▸ **PROBLEM**:
Return the passage on organizing industry word for word, between "This would, however, not" and "the same pattern.", inclusive.

This would, however, not be everywhere carried out in the same manner, for each industry has its own peculiarities according to which the organization of the laborers must conform. There are, for example, industries which cannot be operated without a bureaucratic organization, as for example railroads. The democratic organization can be so formed that the laborers choose delegates, who will constitute a sort of parliament, which will fix the conditions of labor and control the government of the bureaucratic machinery. Other industries can be given over to the direction of the unions, and others again can be operated co-operatively. There are also many forms of democratic organizations of industry which are possible, and we need not expect that the organization of all industry would be according to one and the same pattern.

We have seen how the various forms of property would vary and that there would be national, municipal and co-operative property. At the same time, as we saw, private property can still exist in many means of production. Now we see also that the organization of industry takes on manifold forms.

Dataset items
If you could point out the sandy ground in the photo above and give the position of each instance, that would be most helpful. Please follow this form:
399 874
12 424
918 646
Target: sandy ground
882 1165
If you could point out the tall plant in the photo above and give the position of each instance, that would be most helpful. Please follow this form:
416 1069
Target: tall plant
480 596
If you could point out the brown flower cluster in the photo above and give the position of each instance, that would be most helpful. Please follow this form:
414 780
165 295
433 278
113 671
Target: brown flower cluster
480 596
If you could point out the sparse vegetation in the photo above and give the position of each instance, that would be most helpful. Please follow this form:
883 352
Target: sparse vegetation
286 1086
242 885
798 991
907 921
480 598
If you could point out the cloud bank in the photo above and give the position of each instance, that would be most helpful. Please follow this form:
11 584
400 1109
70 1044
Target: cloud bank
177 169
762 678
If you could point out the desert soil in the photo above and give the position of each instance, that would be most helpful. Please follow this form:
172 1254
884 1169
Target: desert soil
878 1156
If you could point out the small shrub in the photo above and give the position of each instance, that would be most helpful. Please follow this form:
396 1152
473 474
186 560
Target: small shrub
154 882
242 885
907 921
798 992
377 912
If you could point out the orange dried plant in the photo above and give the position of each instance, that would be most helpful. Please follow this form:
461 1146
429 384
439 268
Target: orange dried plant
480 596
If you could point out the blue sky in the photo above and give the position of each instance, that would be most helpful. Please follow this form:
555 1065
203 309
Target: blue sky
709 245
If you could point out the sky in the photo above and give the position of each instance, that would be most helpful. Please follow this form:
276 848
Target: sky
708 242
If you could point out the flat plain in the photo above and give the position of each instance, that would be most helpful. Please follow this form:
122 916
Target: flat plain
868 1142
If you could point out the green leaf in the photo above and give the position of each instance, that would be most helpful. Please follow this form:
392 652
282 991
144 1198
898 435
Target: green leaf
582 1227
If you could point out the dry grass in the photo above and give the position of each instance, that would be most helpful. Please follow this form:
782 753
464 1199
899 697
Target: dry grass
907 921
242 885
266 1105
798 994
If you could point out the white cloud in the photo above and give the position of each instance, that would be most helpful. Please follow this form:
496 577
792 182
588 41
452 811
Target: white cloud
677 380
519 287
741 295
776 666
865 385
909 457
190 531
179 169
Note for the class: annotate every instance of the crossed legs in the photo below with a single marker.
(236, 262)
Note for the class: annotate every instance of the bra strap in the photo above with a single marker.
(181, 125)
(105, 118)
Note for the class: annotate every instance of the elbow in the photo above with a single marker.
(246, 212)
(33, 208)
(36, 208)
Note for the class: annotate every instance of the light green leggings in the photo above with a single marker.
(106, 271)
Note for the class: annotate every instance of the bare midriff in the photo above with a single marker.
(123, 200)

---

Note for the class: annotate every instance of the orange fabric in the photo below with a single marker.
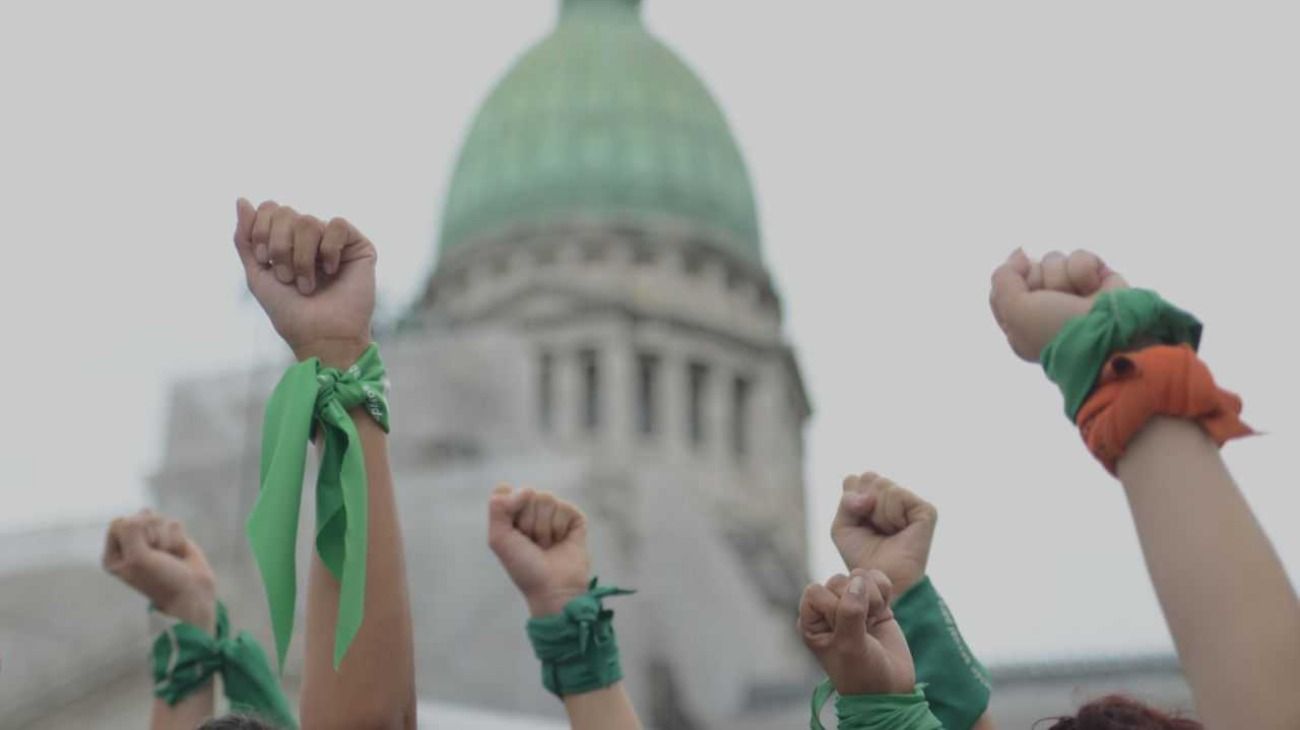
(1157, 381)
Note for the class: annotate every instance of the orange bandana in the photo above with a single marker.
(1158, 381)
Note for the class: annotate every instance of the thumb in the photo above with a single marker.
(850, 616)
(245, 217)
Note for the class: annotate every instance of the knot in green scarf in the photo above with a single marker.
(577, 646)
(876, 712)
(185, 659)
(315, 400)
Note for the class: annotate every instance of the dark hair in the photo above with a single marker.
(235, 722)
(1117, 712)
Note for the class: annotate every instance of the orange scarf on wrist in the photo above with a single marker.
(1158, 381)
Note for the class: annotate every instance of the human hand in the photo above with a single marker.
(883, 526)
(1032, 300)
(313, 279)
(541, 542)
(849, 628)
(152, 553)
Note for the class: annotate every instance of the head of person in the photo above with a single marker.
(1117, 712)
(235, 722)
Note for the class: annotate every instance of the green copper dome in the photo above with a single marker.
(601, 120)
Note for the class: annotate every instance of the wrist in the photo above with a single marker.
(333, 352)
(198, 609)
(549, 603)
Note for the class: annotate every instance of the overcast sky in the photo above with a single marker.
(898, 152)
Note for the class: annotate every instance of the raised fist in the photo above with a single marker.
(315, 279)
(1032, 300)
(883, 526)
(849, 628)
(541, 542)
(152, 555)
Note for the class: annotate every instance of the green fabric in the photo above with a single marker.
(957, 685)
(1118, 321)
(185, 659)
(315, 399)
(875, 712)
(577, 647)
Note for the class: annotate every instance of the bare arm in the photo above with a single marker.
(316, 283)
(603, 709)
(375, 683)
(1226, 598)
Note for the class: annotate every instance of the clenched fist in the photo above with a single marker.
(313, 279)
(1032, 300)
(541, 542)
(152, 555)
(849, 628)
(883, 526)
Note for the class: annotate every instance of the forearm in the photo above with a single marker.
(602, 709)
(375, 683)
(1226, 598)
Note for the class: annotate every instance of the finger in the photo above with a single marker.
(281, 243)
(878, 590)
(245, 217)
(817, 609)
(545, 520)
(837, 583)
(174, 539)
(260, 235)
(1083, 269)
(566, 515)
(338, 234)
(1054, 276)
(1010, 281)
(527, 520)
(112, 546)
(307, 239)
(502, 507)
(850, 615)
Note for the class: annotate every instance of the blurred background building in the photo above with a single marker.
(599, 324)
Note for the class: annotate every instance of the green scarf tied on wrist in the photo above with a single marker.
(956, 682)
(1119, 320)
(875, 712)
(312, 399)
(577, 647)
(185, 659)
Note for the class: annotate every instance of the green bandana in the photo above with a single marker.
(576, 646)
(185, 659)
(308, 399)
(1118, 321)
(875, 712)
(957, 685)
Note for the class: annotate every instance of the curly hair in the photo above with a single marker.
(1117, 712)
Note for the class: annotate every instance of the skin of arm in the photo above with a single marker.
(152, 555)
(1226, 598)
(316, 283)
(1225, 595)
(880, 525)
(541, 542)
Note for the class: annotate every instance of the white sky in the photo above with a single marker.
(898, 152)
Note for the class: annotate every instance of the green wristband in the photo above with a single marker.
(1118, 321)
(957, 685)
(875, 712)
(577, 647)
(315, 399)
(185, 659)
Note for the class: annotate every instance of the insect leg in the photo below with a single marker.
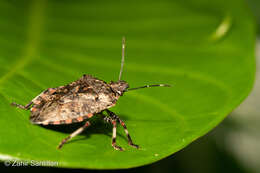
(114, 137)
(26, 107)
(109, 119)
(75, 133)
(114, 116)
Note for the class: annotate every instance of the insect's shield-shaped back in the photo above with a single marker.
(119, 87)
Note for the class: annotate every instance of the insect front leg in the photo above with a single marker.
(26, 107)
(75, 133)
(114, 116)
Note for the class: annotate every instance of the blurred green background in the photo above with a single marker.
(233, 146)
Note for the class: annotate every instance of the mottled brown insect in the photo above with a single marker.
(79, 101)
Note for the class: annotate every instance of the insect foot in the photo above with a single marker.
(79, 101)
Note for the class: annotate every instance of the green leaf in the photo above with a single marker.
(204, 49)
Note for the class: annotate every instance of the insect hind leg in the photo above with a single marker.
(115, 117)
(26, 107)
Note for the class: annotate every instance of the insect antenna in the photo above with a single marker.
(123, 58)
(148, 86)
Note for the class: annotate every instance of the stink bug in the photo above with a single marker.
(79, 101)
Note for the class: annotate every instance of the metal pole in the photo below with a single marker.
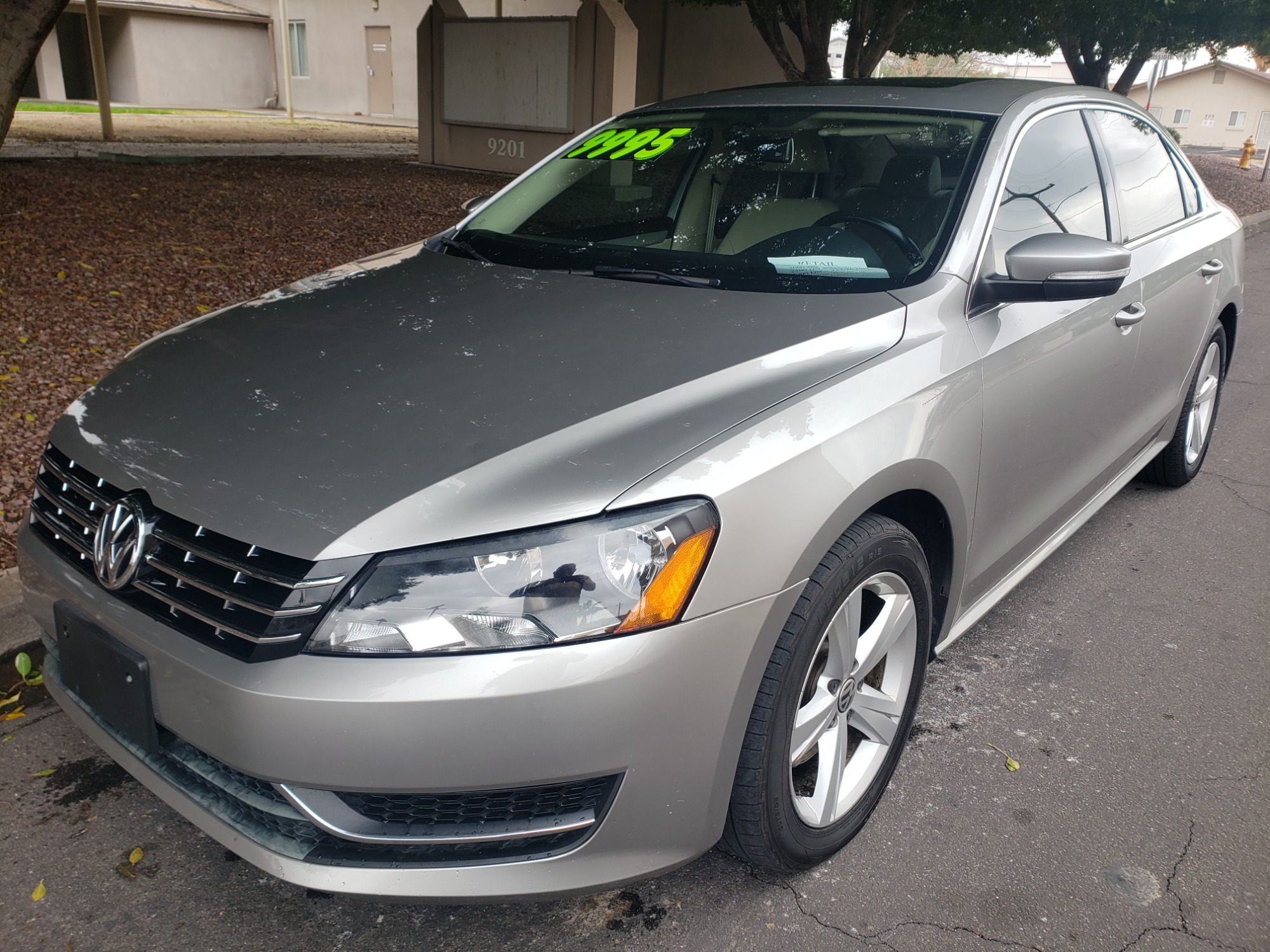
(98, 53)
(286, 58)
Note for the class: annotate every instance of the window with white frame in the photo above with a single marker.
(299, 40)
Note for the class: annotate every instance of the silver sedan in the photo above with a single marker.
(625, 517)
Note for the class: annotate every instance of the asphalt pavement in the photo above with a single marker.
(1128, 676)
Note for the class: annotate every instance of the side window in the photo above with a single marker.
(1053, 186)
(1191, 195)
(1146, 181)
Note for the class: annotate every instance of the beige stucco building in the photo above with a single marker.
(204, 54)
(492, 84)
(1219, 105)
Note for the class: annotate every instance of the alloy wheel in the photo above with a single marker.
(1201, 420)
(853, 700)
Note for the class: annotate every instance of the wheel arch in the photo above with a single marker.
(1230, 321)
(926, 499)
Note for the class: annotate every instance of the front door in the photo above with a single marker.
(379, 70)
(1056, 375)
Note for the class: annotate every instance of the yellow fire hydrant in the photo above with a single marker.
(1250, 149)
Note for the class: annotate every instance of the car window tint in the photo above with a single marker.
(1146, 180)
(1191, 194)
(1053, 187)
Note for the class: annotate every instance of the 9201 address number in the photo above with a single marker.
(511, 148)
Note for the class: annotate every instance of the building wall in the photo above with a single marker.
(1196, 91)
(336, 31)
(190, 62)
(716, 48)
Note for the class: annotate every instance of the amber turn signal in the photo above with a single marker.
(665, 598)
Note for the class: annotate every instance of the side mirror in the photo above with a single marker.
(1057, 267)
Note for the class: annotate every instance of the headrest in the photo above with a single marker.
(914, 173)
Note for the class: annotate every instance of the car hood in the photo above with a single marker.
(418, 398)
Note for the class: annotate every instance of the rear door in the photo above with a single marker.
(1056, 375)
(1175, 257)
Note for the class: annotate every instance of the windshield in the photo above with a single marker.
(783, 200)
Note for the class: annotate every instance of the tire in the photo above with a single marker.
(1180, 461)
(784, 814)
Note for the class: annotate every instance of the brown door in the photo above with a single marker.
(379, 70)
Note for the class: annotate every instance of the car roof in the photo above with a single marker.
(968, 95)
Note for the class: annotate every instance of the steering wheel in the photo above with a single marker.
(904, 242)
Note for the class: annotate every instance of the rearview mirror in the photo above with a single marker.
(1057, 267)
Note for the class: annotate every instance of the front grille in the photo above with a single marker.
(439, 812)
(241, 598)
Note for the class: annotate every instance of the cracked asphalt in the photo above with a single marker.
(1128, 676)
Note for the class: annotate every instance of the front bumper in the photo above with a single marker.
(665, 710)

▸ **ANSWER TO THIS PROBLEM**:
This would, however, not be everywhere carried out in the same manner, for each industry has its own peculiarities according to which the organization of the laborers must conform. There are, for example, industries which cannot be operated without a bureaucratic organization, as for example railroads. The democratic organization can be so formed that the laborers choose delegates, who will constitute a sort of parliament, which will fix the conditions of labor and control the government of the bureaucratic machinery. Other industries can be given over to the direction of the unions, and others again can be operated co-operatively. There are also many forms of democratic organizations of industry which are possible, and we need not expect that the organization of all industry would be according to one and the same pattern.